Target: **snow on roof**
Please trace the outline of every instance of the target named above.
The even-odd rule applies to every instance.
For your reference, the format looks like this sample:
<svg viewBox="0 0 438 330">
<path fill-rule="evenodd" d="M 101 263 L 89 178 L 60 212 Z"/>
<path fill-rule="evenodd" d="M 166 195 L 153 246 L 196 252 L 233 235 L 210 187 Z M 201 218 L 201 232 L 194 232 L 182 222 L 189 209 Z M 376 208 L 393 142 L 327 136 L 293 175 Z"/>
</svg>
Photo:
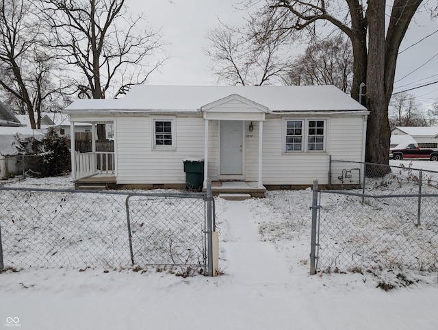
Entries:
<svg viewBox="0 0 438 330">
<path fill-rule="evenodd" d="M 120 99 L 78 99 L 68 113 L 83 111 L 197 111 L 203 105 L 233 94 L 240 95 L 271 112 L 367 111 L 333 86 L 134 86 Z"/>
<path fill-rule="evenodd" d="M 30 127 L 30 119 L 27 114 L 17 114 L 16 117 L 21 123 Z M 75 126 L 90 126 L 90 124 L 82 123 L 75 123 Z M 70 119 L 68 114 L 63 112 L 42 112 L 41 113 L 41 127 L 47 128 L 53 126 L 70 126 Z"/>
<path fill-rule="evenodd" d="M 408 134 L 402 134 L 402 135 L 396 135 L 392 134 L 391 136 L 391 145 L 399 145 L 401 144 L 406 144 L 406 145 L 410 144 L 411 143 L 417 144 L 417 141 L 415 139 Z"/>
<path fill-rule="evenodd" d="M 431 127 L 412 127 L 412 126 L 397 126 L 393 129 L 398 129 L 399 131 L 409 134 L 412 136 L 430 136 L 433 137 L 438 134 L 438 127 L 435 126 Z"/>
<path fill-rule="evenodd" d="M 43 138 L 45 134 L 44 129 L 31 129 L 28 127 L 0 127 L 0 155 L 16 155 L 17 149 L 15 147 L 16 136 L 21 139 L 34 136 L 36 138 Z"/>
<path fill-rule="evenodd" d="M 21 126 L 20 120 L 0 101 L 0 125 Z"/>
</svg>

● ● ●

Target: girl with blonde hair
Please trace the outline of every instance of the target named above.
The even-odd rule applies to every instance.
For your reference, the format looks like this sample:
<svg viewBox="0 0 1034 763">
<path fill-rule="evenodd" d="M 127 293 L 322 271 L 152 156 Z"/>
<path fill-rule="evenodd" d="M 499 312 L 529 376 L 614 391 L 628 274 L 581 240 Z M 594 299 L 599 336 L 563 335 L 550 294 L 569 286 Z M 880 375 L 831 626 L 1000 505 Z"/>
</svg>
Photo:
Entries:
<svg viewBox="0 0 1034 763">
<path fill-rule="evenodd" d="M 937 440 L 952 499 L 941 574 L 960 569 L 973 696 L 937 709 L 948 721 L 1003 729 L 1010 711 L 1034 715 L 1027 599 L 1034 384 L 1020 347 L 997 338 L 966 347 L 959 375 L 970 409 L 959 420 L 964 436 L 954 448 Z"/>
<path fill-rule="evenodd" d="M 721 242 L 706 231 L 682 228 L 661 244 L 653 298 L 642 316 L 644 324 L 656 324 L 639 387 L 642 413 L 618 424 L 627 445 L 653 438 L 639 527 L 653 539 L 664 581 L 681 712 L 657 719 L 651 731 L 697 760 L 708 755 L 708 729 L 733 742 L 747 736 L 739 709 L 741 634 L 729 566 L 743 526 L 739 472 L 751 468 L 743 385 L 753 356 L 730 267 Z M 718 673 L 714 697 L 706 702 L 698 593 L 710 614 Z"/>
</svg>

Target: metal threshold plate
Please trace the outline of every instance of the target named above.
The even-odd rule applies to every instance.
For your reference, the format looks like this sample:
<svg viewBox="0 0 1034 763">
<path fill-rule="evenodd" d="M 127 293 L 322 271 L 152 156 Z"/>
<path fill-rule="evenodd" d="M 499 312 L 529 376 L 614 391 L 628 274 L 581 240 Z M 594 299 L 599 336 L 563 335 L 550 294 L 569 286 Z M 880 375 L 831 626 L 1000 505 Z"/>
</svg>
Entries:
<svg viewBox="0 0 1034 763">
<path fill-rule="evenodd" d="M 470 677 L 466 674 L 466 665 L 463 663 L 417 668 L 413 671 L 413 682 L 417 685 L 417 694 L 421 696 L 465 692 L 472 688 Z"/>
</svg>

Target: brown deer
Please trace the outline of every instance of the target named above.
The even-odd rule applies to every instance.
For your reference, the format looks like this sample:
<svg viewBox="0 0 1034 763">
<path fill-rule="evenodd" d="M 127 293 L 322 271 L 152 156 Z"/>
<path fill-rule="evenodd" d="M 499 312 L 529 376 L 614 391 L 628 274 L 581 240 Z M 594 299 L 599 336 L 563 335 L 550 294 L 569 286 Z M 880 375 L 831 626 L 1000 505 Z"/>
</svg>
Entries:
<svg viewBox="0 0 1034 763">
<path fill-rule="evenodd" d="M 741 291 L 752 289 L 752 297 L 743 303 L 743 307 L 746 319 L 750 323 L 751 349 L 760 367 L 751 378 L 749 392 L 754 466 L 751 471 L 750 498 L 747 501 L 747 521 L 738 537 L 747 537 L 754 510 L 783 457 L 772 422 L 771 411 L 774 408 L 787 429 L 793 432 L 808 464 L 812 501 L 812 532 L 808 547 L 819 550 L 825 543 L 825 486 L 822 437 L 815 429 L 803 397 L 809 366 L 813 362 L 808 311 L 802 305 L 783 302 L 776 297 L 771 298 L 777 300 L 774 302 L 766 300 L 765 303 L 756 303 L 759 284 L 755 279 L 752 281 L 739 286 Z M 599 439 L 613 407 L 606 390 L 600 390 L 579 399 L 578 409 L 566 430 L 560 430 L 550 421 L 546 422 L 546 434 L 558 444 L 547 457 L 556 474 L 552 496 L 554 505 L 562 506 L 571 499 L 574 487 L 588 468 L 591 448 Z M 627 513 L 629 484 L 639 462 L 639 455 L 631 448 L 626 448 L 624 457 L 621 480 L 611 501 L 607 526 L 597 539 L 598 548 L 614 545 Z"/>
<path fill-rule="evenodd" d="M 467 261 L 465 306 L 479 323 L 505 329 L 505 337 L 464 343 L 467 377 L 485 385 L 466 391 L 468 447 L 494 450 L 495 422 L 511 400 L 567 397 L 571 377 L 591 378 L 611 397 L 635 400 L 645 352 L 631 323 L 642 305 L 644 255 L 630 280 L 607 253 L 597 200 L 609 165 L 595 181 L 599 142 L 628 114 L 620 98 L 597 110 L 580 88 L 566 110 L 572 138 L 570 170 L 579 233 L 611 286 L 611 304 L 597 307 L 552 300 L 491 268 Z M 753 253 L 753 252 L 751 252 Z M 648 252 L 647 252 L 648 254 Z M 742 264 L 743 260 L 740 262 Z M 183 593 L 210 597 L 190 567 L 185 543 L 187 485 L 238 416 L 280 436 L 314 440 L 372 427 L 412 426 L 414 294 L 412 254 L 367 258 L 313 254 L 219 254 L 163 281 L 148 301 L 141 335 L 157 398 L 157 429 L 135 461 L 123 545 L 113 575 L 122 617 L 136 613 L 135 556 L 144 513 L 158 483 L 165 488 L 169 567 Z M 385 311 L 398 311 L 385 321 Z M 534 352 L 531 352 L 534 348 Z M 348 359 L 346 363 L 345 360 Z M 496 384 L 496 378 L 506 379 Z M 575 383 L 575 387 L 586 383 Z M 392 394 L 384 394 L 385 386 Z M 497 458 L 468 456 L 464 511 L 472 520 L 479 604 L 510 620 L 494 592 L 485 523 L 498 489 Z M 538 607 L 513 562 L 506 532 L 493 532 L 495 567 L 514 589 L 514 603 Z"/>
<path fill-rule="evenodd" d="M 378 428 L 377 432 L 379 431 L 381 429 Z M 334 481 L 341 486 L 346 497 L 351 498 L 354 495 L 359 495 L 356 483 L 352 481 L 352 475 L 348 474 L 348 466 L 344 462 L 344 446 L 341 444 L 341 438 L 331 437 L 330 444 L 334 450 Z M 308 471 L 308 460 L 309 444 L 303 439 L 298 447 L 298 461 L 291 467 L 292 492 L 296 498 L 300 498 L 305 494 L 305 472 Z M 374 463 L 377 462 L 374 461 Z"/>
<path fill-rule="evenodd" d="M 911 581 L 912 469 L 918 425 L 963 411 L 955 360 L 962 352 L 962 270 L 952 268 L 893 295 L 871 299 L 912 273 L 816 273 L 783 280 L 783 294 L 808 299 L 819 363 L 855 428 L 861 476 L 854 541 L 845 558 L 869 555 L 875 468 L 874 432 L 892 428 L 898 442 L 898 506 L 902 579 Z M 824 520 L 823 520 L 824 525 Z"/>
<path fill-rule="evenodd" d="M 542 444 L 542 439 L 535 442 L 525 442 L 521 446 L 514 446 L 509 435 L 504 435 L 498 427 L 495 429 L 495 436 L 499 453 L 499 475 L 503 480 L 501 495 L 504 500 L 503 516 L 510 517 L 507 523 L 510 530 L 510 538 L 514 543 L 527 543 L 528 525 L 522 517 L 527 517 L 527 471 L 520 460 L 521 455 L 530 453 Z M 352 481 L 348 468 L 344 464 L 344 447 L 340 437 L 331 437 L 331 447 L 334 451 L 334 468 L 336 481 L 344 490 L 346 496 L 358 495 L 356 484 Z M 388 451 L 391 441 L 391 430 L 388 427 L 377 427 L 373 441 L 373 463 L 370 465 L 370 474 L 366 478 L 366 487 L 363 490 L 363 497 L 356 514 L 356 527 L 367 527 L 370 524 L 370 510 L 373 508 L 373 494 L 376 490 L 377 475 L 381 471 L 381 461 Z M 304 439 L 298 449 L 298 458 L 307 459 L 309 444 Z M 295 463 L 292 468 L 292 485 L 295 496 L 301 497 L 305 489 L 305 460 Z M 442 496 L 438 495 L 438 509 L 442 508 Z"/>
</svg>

● ● ●

DIRECTIONS => Turn the part that opens with the line containing "Target: girl with blonde hair" and closes with the line containing "937 440 L 952" into a numbered list, including both of those lines and skipping any blank lines.

SOLVED PROBLEM =>
1. Target: girl with blonde hair
2. Please trace the outline of every instance of the target named above.
3. The even-odd rule applies to every instance.
4. For your reference, the format looks like this sample:
5. <svg viewBox="0 0 1034 763">
6. <path fill-rule="evenodd" d="M 127 293 L 322 271 L 152 156 Z"/>
7. <path fill-rule="evenodd" d="M 499 312 L 529 376 L 614 391 L 628 274 L 581 240 Z M 594 299 L 599 336 L 563 335 L 550 294 L 569 286 Z M 880 375 L 831 626 L 1000 505 Z"/>
8. </svg>
9. Photo:
10. Entries:
11. <svg viewBox="0 0 1034 763">
12. <path fill-rule="evenodd" d="M 937 440 L 952 499 L 941 574 L 960 569 L 973 696 L 937 709 L 948 721 L 1003 729 L 1010 711 L 1034 715 L 1027 599 L 1034 384 L 1020 347 L 997 338 L 966 347 L 959 375 L 970 409 L 959 420 L 964 436 L 954 448 Z"/>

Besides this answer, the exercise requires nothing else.